Exercise description: Whatever the lines below say, output them exactly.

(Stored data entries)
----------------

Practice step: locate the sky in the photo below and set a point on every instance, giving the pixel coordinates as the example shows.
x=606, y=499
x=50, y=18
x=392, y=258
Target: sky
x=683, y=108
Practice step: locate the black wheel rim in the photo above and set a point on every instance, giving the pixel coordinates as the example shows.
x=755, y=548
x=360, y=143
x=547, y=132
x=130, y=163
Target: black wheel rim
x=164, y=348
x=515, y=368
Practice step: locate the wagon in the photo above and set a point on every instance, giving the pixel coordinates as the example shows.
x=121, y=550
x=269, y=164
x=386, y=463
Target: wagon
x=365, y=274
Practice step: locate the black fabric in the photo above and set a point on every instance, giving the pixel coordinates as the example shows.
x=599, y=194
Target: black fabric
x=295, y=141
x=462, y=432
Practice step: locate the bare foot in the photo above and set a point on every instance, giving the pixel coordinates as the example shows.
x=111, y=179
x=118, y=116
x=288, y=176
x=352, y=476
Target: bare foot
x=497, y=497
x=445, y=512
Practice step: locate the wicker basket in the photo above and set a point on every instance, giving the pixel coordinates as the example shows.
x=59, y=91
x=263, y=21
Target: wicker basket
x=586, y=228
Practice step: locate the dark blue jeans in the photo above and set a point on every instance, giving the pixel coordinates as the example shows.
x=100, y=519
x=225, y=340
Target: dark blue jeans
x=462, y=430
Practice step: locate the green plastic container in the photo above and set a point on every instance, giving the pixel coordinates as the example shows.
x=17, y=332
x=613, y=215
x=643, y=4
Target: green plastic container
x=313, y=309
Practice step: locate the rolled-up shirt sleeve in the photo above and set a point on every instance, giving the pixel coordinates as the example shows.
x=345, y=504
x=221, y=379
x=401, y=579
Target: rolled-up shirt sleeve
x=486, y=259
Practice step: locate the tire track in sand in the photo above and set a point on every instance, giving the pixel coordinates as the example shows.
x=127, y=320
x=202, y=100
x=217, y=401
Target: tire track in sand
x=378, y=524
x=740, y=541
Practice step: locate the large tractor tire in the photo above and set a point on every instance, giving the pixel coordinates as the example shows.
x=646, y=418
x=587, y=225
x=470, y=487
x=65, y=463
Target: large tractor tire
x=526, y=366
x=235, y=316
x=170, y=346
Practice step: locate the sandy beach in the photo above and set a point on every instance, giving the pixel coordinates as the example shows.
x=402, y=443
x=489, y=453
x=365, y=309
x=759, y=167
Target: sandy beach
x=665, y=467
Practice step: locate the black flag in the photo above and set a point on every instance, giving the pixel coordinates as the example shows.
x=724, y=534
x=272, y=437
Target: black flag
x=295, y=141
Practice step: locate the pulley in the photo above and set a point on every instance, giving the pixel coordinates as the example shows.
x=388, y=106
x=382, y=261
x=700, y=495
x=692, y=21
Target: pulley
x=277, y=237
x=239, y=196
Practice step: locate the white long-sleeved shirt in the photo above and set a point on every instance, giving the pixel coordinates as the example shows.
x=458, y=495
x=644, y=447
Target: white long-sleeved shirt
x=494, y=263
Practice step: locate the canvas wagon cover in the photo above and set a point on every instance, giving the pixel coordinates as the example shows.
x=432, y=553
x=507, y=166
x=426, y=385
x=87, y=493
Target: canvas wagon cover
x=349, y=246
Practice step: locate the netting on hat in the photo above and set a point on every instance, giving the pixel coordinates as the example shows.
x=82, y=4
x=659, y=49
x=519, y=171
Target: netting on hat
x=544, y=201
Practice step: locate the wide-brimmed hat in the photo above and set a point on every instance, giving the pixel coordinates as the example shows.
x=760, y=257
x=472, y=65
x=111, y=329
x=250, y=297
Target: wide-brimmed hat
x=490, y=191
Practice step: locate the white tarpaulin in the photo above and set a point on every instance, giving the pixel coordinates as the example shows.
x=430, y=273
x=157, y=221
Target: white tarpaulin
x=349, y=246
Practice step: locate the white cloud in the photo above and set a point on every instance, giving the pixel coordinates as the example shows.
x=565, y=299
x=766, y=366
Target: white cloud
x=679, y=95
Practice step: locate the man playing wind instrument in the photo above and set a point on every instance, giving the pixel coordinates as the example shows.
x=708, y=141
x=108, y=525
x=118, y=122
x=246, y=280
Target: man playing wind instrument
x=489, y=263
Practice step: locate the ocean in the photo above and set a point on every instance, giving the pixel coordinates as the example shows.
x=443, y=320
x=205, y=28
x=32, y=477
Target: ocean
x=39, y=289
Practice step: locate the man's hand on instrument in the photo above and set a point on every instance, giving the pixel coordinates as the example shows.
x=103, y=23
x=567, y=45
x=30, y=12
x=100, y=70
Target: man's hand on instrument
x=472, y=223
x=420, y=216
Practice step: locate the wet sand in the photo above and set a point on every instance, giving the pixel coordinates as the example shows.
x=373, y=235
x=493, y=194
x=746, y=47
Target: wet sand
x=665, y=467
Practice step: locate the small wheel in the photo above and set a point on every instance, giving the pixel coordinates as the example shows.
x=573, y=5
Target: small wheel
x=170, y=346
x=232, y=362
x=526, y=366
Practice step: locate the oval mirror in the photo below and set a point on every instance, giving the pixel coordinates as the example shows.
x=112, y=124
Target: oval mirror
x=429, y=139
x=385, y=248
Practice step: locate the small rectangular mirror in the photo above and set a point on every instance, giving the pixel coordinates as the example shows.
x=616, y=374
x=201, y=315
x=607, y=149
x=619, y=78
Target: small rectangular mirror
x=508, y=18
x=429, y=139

----------------

Expected answer:
Practice step: locate the sky in the photo below and set a point on every instance, giving the pixel coordinates as the example shows.
x=606, y=499
x=50, y=18
x=392, y=258
Target: sky
x=683, y=108
Practice step: locate the black wheel rim in the photo above and set a point on every instance, giving the pixel coordinates as the example shows.
x=755, y=548
x=360, y=143
x=547, y=132
x=130, y=163
Target: black wheel rim
x=164, y=348
x=515, y=368
Practice step: locate the wagon in the photo above and set a point on every instance, giving the pixel coordinates as the example shows.
x=121, y=550
x=269, y=164
x=386, y=463
Target: wagon
x=365, y=274
Practice step: locate the black fabric in the photo above and set a point on every instance, giving the pixel coordinates as the example shows.
x=599, y=194
Target: black fabric
x=295, y=141
x=462, y=432
Practice step: locate the bare foot in the photo above and set a point on every instance, giving the pixel coordinates as the example shows.
x=111, y=179
x=118, y=116
x=288, y=176
x=352, y=476
Target: bare foot
x=497, y=497
x=445, y=512
Practice step: locate the wicker basket in the photo above and set a point on every instance, giving the pixel coordinates as the example shows.
x=59, y=91
x=263, y=21
Target: wicker basket
x=586, y=228
Practice step: locate the dark blue jeans in the photo above and set a point on every instance, giving the pixel coordinates as the example shows.
x=100, y=519
x=225, y=340
Target: dark blue jeans
x=462, y=430
Practice step: locate the green plastic container in the photo above and set a point on every instance, giving the pixel coordinates as the example shows.
x=17, y=332
x=613, y=215
x=643, y=4
Target: green plastic container
x=313, y=309
Practice step: locate the rolled-up shirt sleeve in the photo above and set a point on every instance, giving the pixel coordinates as the example shows.
x=345, y=504
x=221, y=379
x=401, y=579
Target: rolled-up shirt sleeve
x=486, y=259
Practice step: locate the tire track in sand in the photo above and set a point on every instance, giving the pixel coordinates as the example shows.
x=127, y=320
x=202, y=100
x=217, y=401
Target: tire track in sand
x=378, y=524
x=740, y=541
Practice step: locate the large tractor tire in the photo above and set a point on every instance, giving the pixel coordinates as the example shows.
x=646, y=418
x=587, y=225
x=470, y=487
x=65, y=463
Target: large tractor tire
x=526, y=366
x=235, y=316
x=170, y=346
Practice step: locate the sandy beach in the photo above and set a point on every instance, giving the pixel coordinates as the example shows.
x=402, y=443
x=489, y=453
x=365, y=309
x=759, y=167
Target: sandy beach
x=665, y=467
Practice step: locate the black flag in the photo above and set a point on every instance, giving the pixel coordinates as the example shows.
x=724, y=534
x=272, y=437
Target: black flag
x=295, y=141
Practice step: locate the pulley in the photo above and set a point on every instance, giving the pixel coordinates as the example shows.
x=388, y=106
x=382, y=261
x=700, y=495
x=692, y=21
Target: pulley
x=277, y=237
x=239, y=196
Practice step: locate the white long-sleeved shirt in the photo above and set a point on every instance, giving the pixel coordinates as the example shows.
x=458, y=495
x=644, y=447
Target: white long-sleeved shirt
x=494, y=263
Practice step: locate the canvas wagon cover in the photo above and set a point on every instance, giving the pixel coordinates as the example shows.
x=432, y=553
x=507, y=166
x=426, y=385
x=87, y=493
Target: canvas wagon cover
x=349, y=246
Practice step: locate the netting on hat in the photo above and set a point on every instance, giving the pixel coordinates as the example shows.
x=82, y=4
x=659, y=49
x=519, y=171
Target: netting on hat
x=544, y=201
Practice step: locate the wide-brimmed hat in the photo above and set a point on every instance, giving the pixel coordinates as the example shows.
x=760, y=257
x=472, y=65
x=111, y=329
x=250, y=297
Target: wide-brimmed hat
x=490, y=191
Practice step: locate the white tarpaulin in the photo above and set a point on every instance, giving the pixel coordinates as the example shows.
x=430, y=273
x=157, y=221
Target: white tarpaulin
x=349, y=246
Practice step: locate the white cloud in the photo above and set a point on every instance, giving the pixel coordinates as the example shows.
x=565, y=299
x=766, y=366
Target: white cloud
x=679, y=95
Practice step: locate the man playing wind instrument in the photo above and set a point on every instance, giving the pixel coordinates as the example shows.
x=708, y=141
x=108, y=525
x=118, y=122
x=246, y=280
Target: man playing wind instrument
x=489, y=263
Practice step: locate the ocean in the photo above and set a point on every instance, giving the pixel coordinates as the example shows.
x=443, y=320
x=205, y=28
x=32, y=477
Target: ocean
x=39, y=289
Practice step: locate the man's hand on instrument in the photo above and set a point on every instance, giving the pixel coordinates as the example shows.
x=103, y=23
x=567, y=45
x=30, y=12
x=100, y=70
Target: man's hand on instrument
x=472, y=223
x=420, y=216
Practice step: locate the wet sand in the photo above and set a point on every instance, giving the pixel coordinates as the example shows.
x=373, y=235
x=493, y=194
x=746, y=47
Target: wet sand
x=665, y=467
Practice step: locate the small wheel in the photo above and set a point on every instance, giving the pixel coordinates as the example shows.
x=573, y=5
Target: small wheel
x=170, y=346
x=232, y=362
x=526, y=366
Practice step: locate the oval mirror in the photo below and set a point on every instance, giving the pixel coordinates as the example shows.
x=112, y=124
Target: oval mirror
x=429, y=139
x=385, y=248
Practice step: locate the small rectangular mirror in the photo above and set a point on every instance, giving the pixel coordinates as the example shows.
x=616, y=374
x=201, y=315
x=607, y=149
x=619, y=78
Target: small rectangular mirror
x=508, y=18
x=429, y=139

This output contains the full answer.